PROBLEMS AND TASKS:
1) List every person named in the text on actors' creative passions below.
2) Reproduce word for word the part of the text on actors' creative passions below, starting at "When Brad Pitt, the" and ending at "love of architecture.".

TEXT SHOWN:

When Brad Pitt, the star of Fight Club, Interview with the Vampire and Bullet Train, isn’t setting hearts racing on the big screen, he can be found indulging his love of architecture.
Pitt is so committed to his unusual passion that he briefly put his acting career on hold in the early 2000s to study computer-aided design at the LA offices of Frank Gehry, the superstar Canadian American architect who created the iconic Guggenheim Museum Bilbao.
“I’m really into architecture, structure and design. Give me anything and I’ll design it. I’m a bit nutty with it,” Pitt told Vanity Fair in 2004. “I’ve got a few men I respect very much and one would be Frank Gehry. He said to me, ‘If you know where it’s going, it’s not worth doing.’ That’s become like a mantra for me. That’s the life of the artist,” he added.
Back in 2004, Star Wars actor Hayden Christensen revealed he was considering giving up acting for architecture. At the time he didn’t hide his disdain for Tinseltown saying: “I don’t find Hollywood interesting, so I’m thinking about studying architecture instead. A film is a product and as an actor you can only sell it if you sell yourself.” Sadly, the architectural force wasn’t strong enough in Christensen, so he’s still making films today.
Painting is another creative pastime of choice for thespians exploring their alternative creative passions.
Basic Instinct star Sharon Stone took up painting during lockdown and has gone on to sell her work for tens of thousands of dollars. Influenced by artists including Wassily Kandinsky, Joan Miró, and Claude Monet, Stone has gone international, exhibiting in the US and Europe.

RECORDS PROVIDED:
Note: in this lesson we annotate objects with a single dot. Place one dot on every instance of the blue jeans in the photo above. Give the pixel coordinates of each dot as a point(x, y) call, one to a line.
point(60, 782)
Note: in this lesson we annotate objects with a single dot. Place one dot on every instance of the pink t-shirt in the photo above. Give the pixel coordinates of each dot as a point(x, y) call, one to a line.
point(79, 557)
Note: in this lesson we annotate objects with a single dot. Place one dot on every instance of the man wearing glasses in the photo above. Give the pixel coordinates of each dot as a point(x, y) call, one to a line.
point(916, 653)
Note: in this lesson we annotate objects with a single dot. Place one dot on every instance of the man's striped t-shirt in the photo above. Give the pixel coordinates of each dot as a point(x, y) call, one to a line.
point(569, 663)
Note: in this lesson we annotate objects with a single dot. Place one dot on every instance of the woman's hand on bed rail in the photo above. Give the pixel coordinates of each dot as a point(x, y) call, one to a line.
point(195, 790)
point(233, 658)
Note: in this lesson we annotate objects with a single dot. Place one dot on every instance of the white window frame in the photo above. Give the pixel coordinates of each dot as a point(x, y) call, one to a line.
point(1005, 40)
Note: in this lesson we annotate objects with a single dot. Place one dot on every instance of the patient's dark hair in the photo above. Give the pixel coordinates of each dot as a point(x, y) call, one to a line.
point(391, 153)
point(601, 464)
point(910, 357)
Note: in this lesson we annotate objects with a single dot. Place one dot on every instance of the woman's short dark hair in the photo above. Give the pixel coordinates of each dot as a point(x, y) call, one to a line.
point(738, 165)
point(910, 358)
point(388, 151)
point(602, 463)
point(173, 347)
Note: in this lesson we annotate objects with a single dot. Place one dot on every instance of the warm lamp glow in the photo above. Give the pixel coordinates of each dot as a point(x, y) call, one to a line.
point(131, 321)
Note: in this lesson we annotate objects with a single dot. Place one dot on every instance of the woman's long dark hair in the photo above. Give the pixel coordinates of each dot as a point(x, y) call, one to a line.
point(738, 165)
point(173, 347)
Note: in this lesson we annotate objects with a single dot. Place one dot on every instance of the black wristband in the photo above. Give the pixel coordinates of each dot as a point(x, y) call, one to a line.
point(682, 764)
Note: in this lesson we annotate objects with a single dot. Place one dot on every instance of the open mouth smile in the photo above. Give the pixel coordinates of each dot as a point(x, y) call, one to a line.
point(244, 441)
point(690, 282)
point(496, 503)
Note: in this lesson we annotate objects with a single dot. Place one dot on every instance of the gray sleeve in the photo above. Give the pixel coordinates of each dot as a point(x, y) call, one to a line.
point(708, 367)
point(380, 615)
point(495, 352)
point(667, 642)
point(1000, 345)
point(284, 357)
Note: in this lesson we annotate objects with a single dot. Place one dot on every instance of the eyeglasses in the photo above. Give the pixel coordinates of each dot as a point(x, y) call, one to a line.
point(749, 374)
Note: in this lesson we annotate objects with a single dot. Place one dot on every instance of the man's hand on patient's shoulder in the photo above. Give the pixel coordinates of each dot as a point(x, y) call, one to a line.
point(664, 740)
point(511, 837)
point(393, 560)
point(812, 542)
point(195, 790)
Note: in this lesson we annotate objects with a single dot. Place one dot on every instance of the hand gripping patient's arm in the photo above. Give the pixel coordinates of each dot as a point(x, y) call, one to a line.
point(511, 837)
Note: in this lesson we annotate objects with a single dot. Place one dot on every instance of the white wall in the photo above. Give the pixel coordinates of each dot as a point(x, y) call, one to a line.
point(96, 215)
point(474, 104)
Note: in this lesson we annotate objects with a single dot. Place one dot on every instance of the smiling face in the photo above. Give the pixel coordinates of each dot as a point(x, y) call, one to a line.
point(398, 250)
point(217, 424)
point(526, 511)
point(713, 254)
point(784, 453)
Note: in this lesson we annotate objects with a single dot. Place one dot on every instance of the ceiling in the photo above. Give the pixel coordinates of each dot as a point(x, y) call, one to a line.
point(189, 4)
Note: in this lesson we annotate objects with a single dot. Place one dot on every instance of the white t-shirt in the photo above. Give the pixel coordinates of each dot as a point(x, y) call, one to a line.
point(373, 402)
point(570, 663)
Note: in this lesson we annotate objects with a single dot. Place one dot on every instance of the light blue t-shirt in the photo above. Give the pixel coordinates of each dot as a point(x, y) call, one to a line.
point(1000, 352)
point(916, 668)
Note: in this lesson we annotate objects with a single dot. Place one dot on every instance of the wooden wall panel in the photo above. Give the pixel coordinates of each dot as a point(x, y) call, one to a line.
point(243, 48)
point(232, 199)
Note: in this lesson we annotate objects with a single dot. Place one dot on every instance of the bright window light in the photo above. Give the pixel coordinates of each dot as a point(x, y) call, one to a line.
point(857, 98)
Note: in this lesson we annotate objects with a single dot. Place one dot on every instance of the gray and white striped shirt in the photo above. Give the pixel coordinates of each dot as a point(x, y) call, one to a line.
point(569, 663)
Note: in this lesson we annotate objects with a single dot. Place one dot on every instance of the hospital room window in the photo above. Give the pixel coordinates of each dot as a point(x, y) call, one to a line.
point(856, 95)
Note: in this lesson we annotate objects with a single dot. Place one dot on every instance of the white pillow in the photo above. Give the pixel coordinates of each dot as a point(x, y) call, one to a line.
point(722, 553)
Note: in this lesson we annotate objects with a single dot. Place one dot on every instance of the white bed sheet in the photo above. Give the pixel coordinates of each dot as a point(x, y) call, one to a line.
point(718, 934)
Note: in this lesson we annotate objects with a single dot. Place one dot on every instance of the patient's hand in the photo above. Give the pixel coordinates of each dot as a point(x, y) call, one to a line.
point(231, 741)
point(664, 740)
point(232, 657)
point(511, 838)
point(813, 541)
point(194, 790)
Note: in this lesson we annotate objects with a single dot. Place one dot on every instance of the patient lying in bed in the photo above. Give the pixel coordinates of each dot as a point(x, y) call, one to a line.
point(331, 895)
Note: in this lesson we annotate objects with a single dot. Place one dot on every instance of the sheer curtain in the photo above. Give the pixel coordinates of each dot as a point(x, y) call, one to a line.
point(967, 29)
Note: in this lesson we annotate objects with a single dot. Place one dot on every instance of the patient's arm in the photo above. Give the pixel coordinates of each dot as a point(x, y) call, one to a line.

ANSWERS FOR THIS EXERCISE:
1) Brad Pitt, Frank Gehry, Hayden Christensen, Sharon Stone, Wassily Kandinsky, Joan Miró, Claude Monet

2)
When Brad Pitt, the star of Fight Club, Interview with the Vampire and Bullet Train, isn’t setting hearts racing on the big screen, he can be found indulging his love of architecture.